What the task asks: Please output every entry below exactly as written, leaving out any pictures.

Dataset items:

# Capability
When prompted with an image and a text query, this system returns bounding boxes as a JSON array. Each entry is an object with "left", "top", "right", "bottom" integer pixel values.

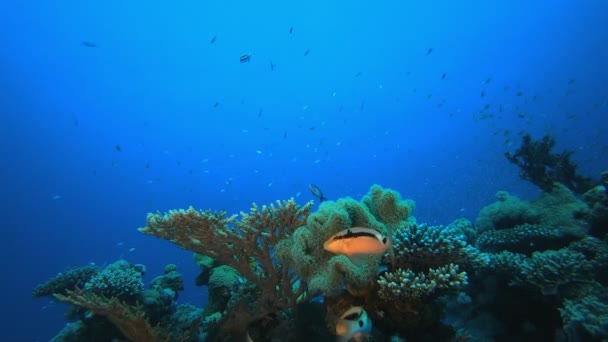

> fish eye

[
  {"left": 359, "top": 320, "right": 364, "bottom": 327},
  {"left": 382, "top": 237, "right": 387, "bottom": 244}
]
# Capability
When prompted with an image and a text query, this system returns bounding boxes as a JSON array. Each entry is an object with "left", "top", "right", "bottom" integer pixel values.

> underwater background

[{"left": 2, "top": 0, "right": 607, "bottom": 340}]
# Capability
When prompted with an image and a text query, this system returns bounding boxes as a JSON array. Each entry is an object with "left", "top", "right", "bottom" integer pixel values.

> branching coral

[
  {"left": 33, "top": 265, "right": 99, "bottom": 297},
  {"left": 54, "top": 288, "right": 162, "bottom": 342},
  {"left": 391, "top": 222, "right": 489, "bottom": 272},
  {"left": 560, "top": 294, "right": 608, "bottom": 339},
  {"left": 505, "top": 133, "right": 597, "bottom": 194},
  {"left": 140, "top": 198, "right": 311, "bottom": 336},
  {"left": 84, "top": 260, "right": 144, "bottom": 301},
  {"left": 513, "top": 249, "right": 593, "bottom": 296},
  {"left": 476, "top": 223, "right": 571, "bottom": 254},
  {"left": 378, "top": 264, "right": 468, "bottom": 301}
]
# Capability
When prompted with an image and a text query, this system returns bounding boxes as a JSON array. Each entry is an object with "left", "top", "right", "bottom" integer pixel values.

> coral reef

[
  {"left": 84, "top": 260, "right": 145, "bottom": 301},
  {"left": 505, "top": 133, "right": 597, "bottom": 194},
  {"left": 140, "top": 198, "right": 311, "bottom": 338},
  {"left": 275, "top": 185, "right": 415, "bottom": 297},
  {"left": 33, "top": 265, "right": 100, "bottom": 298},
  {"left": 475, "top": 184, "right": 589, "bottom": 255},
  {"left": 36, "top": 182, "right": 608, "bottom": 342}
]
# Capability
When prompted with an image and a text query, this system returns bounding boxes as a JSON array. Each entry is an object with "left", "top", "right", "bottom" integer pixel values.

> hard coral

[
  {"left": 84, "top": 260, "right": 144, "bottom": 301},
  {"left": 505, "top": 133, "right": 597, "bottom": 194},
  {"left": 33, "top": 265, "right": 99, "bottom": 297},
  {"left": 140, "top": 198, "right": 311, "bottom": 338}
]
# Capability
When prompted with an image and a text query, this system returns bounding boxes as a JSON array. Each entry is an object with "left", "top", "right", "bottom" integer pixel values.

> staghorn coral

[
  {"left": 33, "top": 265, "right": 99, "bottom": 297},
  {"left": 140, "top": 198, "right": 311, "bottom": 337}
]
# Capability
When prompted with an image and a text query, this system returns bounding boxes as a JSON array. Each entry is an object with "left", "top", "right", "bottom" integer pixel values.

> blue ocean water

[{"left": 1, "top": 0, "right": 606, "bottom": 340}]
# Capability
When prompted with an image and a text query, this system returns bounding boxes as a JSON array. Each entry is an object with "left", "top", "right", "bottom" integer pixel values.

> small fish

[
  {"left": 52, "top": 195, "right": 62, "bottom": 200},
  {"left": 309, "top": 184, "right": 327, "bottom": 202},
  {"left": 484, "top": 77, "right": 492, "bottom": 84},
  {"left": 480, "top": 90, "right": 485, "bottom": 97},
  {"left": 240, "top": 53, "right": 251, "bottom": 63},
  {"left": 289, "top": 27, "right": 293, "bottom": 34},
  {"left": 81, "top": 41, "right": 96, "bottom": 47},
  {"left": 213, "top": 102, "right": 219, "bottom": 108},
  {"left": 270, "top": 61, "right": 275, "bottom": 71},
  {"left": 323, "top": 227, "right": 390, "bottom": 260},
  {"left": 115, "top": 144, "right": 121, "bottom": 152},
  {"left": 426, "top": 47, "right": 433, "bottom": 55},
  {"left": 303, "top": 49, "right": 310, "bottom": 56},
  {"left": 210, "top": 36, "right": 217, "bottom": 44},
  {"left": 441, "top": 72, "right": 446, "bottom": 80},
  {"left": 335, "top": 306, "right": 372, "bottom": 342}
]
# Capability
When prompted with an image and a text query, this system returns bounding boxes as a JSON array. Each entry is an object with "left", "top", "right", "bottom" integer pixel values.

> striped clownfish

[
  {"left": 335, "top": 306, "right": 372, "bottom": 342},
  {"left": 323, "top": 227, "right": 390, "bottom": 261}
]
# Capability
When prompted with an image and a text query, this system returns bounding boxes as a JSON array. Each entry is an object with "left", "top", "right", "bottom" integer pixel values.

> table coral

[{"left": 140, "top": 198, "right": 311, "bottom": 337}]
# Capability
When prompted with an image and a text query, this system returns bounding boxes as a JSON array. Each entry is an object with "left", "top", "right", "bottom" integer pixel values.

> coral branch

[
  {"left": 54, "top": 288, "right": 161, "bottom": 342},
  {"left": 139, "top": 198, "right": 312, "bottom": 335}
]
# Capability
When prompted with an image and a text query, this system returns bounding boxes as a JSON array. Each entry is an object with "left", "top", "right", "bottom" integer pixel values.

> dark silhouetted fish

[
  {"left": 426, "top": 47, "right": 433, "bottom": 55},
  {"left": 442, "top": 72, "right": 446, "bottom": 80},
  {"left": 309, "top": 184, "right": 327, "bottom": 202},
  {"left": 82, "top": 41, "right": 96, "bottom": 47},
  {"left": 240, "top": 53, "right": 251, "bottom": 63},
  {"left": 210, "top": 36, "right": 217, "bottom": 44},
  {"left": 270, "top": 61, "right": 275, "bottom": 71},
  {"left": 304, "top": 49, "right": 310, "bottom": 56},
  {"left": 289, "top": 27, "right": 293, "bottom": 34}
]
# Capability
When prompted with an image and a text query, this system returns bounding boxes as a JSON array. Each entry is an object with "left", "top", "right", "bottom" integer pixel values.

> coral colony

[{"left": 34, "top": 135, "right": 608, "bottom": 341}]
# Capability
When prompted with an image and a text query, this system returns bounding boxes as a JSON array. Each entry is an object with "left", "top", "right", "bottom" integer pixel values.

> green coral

Answer section:
# Capability
When prompted with an image and a text query, this system returns bounding boxes as a JSON array. Each entry is an object with "left", "top", "right", "bottom" integer pixel values.


> fish eye

[
  {"left": 359, "top": 320, "right": 364, "bottom": 327},
  {"left": 382, "top": 237, "right": 387, "bottom": 244}
]
# Capability
When prompted with an image and a text query, this system returns bounding boxes as a JSON array. Each entry is an object with "left", "top", "right", "bottom" integer pixel values.

> underwater background

[{"left": 2, "top": 0, "right": 607, "bottom": 340}]
# Capability
When prompted with an image and a text query, this system returns bounding boxes as a JSON array. Each entry is an object with "left", "top", "right", "bottom" integer pixel values.

> branching coral

[
  {"left": 33, "top": 265, "right": 99, "bottom": 297},
  {"left": 54, "top": 288, "right": 162, "bottom": 342},
  {"left": 391, "top": 222, "right": 489, "bottom": 272},
  {"left": 560, "top": 294, "right": 608, "bottom": 339},
  {"left": 505, "top": 133, "right": 597, "bottom": 194},
  {"left": 140, "top": 198, "right": 311, "bottom": 336},
  {"left": 84, "top": 260, "right": 144, "bottom": 301},
  {"left": 513, "top": 249, "right": 593, "bottom": 296},
  {"left": 476, "top": 223, "right": 571, "bottom": 254},
  {"left": 378, "top": 264, "right": 468, "bottom": 301}
]
# Capability
When prompted with an image and a text query, this system returns bounding boxes as a JSON array. Each entry is an object with "left", "top", "right", "bottom" integer pixel values.

> coral reef

[
  {"left": 84, "top": 260, "right": 145, "bottom": 301},
  {"left": 505, "top": 133, "right": 597, "bottom": 194},
  {"left": 140, "top": 198, "right": 311, "bottom": 338},
  {"left": 275, "top": 185, "right": 415, "bottom": 297},
  {"left": 33, "top": 265, "right": 100, "bottom": 298},
  {"left": 475, "top": 184, "right": 589, "bottom": 255},
  {"left": 36, "top": 182, "right": 608, "bottom": 342}
]
# Capability
When prompted with an image and a text query, this system returns bounding boxes as a JSON array. Each entry is an object with "left", "top", "right", "bottom" integer pixel values.

> hard coral

[
  {"left": 84, "top": 260, "right": 144, "bottom": 301},
  {"left": 505, "top": 133, "right": 597, "bottom": 194},
  {"left": 33, "top": 265, "right": 99, "bottom": 297},
  {"left": 140, "top": 198, "right": 311, "bottom": 338}
]
# Capability
When prompted with an image and a text query, this system returns bounding boxes as a JSON array. Each entry is an object with "left", "top", "right", "bottom" integer pixel values.

> staghorn coral

[
  {"left": 33, "top": 265, "right": 99, "bottom": 297},
  {"left": 140, "top": 198, "right": 311, "bottom": 337}
]
# Capability
When prompted with an image and a text query, this system returns bounding boxes as a JSON array. Each entry is an object with "left", "top", "right", "bottom" integer pixel values.

> blue ocean water

[{"left": 1, "top": 0, "right": 606, "bottom": 340}]
# Capability
When prompted with an image and a text query, this system returns bounding boxes as a JSON array. Each entry is an object with "left", "top", "right", "bottom" integer pixel values.

> small fish

[
  {"left": 52, "top": 195, "right": 62, "bottom": 200},
  {"left": 309, "top": 184, "right": 327, "bottom": 202},
  {"left": 484, "top": 77, "right": 492, "bottom": 84},
  {"left": 480, "top": 90, "right": 485, "bottom": 97},
  {"left": 240, "top": 53, "right": 251, "bottom": 63},
  {"left": 289, "top": 27, "right": 293, "bottom": 34},
  {"left": 81, "top": 41, "right": 96, "bottom": 47},
  {"left": 213, "top": 102, "right": 219, "bottom": 108},
  {"left": 270, "top": 61, "right": 275, "bottom": 71},
  {"left": 323, "top": 227, "right": 390, "bottom": 260},
  {"left": 115, "top": 144, "right": 121, "bottom": 152},
  {"left": 426, "top": 47, "right": 433, "bottom": 55},
  {"left": 303, "top": 49, "right": 310, "bottom": 56},
  {"left": 210, "top": 36, "right": 217, "bottom": 44},
  {"left": 441, "top": 72, "right": 446, "bottom": 80},
  {"left": 335, "top": 306, "right": 372, "bottom": 342}
]
# Capability
When prompted with an image and a text query, this system returns bounding boxes as a JSON array. Each entry is an object with "left", "top", "right", "bottom" integer pixel values.

> striped clownfish

[
  {"left": 335, "top": 306, "right": 372, "bottom": 342},
  {"left": 323, "top": 227, "right": 390, "bottom": 261}
]
# Capability
When prompted with an image and a text query, this system returns bounding boxes as a JSON array. Each entry is an object with "left", "top", "right", "bottom" integer pixel values.

> table coral

[{"left": 140, "top": 198, "right": 311, "bottom": 337}]
# Capability
When prompted with an image and a text query, this system returns bounding boxes as a JSON array. Each entry is an object with "left", "top", "right", "bottom" integer pixel values.

> coral branch

[
  {"left": 54, "top": 288, "right": 161, "bottom": 342},
  {"left": 139, "top": 198, "right": 312, "bottom": 335}
]
# Capability
When prompted with an image and a text query, this system returns bounding boxes as a JSON array. Each entry is an object with "left", "top", "right", "bottom" integer pixel values.

> dark silhouetted fish

[
  {"left": 426, "top": 47, "right": 433, "bottom": 55},
  {"left": 442, "top": 72, "right": 446, "bottom": 80},
  {"left": 309, "top": 184, "right": 327, "bottom": 202},
  {"left": 82, "top": 41, "right": 96, "bottom": 47},
  {"left": 240, "top": 53, "right": 251, "bottom": 63},
  {"left": 210, "top": 36, "right": 217, "bottom": 44},
  {"left": 270, "top": 61, "right": 275, "bottom": 71},
  {"left": 304, "top": 49, "right": 310, "bottom": 56},
  {"left": 289, "top": 27, "right": 293, "bottom": 34}
]
# Capability
When prompted with an image and a text query, this system returns bounding boxes as a JSON array. Each entry is an object with "left", "top", "right", "bottom" integer pixel values.

> coral colony

[{"left": 34, "top": 135, "right": 608, "bottom": 341}]
# Capability
When prompted with an image and a text query, this system returns bounding boxes as a JSON array. Each entry is an object with "left", "top", "right", "bottom" integer pixel values.

> green coral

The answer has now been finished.